» TASK TO CARRY OUT
State the number of lines in the material below that have "worker" in them, without any other text.

[Opening DATA RECORDS section]

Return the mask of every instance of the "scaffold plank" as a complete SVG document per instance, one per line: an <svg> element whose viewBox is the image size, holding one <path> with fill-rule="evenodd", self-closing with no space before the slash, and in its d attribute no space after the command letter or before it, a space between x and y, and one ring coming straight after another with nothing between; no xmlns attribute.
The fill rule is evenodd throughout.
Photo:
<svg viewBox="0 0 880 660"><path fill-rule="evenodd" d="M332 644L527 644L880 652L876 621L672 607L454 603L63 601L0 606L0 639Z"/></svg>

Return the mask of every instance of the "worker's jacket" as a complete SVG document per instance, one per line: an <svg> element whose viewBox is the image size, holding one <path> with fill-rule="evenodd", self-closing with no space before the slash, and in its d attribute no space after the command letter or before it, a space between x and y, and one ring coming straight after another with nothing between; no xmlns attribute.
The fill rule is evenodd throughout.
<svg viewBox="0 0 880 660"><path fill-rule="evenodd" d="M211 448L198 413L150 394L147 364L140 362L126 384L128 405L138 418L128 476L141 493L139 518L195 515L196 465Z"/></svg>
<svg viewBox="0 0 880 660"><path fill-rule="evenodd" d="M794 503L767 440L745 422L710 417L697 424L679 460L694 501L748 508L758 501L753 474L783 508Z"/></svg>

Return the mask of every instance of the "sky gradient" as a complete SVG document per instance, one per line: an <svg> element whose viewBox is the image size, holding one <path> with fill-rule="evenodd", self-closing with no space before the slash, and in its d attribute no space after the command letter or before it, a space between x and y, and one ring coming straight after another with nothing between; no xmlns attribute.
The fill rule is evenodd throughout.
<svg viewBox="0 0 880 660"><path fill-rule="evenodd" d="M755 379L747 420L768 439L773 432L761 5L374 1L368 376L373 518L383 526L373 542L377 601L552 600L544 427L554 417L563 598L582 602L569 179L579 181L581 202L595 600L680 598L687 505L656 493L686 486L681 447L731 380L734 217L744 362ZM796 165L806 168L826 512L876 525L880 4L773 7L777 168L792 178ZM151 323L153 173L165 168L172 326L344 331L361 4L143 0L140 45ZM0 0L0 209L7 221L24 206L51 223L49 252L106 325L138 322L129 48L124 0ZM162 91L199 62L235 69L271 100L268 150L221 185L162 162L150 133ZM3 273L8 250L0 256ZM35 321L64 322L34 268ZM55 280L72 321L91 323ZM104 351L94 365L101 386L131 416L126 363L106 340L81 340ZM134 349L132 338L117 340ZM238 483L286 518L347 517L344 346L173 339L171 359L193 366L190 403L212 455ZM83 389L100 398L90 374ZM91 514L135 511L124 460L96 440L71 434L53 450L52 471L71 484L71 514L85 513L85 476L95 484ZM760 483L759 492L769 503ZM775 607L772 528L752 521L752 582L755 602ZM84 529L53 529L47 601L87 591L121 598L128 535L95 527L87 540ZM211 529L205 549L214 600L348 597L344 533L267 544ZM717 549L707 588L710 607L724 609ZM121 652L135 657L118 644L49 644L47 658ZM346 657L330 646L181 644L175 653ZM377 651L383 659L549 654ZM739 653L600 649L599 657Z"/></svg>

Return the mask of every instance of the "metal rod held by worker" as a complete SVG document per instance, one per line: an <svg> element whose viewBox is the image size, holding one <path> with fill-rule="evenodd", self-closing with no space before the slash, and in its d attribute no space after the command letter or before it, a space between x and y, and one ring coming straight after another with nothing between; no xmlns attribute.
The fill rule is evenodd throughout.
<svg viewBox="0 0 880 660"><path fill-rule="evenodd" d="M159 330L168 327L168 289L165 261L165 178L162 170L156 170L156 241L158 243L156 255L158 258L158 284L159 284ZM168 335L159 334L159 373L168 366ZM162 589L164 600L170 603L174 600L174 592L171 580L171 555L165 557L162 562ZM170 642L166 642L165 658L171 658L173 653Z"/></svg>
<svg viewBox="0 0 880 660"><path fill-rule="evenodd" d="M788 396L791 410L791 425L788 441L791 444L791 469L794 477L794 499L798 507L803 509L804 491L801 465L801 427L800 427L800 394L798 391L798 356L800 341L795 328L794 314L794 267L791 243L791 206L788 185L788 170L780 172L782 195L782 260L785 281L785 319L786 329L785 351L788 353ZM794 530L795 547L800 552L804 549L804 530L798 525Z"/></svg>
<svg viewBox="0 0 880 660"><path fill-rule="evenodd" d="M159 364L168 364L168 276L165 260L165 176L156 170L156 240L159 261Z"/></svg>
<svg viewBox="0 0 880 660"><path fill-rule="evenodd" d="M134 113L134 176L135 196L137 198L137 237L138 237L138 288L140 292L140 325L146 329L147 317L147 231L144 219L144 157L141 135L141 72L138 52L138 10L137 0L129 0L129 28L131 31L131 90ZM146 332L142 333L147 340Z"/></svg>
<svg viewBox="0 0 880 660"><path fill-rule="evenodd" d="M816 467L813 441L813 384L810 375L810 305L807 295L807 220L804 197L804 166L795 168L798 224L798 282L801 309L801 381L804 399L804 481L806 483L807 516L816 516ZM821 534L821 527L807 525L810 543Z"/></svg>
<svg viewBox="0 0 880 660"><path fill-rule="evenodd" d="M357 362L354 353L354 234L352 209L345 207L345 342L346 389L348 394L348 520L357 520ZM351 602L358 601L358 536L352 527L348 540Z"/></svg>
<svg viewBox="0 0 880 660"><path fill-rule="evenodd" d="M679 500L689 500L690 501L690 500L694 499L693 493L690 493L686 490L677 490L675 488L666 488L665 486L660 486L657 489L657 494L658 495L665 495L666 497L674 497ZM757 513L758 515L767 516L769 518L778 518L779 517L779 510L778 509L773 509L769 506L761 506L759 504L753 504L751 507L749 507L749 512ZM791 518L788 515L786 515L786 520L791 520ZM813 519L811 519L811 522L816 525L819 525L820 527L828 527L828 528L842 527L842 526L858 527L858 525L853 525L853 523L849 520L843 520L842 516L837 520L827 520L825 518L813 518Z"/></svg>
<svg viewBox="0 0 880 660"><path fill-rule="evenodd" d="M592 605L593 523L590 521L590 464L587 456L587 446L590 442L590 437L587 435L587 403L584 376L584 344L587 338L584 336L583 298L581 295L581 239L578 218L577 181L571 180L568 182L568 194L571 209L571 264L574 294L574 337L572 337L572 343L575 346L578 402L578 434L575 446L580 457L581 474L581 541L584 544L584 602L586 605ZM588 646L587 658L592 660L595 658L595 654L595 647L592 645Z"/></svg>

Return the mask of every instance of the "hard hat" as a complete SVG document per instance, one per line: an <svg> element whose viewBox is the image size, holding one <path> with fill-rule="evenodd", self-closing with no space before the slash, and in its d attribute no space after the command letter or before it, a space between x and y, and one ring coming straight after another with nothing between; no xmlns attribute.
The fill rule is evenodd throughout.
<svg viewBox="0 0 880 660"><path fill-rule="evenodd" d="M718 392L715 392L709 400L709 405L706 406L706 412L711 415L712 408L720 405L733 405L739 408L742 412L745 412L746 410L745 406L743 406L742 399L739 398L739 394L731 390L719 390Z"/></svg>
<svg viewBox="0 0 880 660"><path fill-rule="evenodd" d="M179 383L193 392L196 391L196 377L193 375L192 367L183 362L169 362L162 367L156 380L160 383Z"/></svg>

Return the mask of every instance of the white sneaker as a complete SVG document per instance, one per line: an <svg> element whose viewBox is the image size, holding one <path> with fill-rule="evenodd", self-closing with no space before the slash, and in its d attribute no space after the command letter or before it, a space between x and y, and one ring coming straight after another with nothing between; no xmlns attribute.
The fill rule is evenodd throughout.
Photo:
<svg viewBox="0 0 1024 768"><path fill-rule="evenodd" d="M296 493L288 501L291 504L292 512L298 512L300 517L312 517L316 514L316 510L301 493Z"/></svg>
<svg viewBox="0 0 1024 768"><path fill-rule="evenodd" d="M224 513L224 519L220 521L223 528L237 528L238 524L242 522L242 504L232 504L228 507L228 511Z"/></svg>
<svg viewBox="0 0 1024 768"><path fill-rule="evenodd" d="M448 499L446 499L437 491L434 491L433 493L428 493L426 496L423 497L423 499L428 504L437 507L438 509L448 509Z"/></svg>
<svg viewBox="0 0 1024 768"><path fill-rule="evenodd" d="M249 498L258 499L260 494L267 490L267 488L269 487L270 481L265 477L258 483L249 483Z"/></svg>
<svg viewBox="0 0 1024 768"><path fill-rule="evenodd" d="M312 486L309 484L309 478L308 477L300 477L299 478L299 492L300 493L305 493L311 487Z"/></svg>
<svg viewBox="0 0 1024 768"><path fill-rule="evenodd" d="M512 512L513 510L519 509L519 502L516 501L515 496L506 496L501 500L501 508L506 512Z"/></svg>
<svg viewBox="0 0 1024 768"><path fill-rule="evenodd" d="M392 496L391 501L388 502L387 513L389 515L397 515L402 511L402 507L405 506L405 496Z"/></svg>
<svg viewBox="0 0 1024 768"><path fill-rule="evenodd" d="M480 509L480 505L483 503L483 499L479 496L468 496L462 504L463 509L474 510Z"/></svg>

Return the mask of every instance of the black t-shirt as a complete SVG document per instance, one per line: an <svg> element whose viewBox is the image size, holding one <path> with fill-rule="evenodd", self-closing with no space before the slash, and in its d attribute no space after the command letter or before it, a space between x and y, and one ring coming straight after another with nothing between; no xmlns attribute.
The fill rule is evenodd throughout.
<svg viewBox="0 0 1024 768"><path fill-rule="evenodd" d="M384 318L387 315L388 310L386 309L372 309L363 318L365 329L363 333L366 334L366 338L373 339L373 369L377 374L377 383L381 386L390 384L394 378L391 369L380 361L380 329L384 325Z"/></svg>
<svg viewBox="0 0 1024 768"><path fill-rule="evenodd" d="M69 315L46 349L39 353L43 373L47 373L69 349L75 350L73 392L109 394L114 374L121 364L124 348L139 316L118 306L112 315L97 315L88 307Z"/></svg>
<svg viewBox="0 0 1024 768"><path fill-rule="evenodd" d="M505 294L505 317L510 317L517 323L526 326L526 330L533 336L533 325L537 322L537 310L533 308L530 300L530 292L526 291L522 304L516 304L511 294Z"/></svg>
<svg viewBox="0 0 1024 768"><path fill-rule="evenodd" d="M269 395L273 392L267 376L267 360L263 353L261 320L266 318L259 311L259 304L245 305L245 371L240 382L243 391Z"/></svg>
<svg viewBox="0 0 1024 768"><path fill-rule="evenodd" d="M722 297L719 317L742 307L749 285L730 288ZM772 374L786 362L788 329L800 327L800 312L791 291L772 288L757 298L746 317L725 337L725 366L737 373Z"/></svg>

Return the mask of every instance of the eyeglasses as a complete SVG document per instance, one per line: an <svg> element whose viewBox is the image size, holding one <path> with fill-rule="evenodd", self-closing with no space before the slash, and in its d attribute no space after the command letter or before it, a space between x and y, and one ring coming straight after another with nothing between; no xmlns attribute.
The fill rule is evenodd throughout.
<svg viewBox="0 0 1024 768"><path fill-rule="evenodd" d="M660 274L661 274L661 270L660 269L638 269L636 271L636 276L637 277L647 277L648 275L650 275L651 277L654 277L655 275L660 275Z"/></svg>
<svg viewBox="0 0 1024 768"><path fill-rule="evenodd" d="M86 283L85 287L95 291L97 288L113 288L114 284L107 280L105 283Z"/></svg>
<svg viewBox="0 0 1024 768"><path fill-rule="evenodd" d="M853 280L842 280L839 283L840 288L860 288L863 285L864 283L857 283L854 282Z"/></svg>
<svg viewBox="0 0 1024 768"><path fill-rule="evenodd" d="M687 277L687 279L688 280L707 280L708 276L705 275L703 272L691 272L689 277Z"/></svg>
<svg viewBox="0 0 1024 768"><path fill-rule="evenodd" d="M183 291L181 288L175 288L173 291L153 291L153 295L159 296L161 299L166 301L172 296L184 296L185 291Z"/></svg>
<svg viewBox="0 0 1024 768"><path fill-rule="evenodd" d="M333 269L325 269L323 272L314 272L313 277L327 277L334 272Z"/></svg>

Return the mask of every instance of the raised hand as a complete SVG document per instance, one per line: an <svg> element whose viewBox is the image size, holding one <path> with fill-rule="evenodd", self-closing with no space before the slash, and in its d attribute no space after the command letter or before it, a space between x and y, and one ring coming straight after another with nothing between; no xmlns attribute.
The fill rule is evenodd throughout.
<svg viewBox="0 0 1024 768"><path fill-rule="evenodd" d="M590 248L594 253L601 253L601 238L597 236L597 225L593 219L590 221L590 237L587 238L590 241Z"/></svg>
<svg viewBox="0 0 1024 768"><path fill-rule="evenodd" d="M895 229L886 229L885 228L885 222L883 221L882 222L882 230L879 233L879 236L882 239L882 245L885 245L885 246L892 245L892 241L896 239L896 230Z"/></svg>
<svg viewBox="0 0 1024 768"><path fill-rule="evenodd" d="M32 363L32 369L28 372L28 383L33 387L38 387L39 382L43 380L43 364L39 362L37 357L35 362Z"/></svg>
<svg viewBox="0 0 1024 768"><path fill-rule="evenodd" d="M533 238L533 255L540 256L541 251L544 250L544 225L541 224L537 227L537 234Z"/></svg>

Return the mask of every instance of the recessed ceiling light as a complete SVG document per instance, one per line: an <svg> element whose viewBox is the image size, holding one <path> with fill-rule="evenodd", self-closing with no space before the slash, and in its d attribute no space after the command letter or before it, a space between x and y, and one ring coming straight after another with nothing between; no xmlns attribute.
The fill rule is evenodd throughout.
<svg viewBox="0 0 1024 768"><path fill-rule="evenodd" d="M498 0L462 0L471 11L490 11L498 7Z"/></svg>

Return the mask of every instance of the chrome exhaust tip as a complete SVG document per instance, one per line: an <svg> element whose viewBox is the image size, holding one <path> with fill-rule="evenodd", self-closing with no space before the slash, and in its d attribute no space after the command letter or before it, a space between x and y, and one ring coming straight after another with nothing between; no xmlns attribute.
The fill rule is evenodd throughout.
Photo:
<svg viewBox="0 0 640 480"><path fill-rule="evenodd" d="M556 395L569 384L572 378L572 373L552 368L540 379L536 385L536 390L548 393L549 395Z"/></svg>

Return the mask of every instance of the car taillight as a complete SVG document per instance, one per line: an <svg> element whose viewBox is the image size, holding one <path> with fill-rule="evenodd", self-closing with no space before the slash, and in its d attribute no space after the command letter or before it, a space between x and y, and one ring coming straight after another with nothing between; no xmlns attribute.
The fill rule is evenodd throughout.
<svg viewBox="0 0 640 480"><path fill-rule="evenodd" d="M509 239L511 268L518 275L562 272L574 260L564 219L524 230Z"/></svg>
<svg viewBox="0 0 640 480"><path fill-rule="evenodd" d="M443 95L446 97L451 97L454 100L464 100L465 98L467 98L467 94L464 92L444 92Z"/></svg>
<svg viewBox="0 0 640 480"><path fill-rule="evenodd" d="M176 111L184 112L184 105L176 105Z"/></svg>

[Closing DATA RECORDS section]

» EXERCISE RESPONSE
2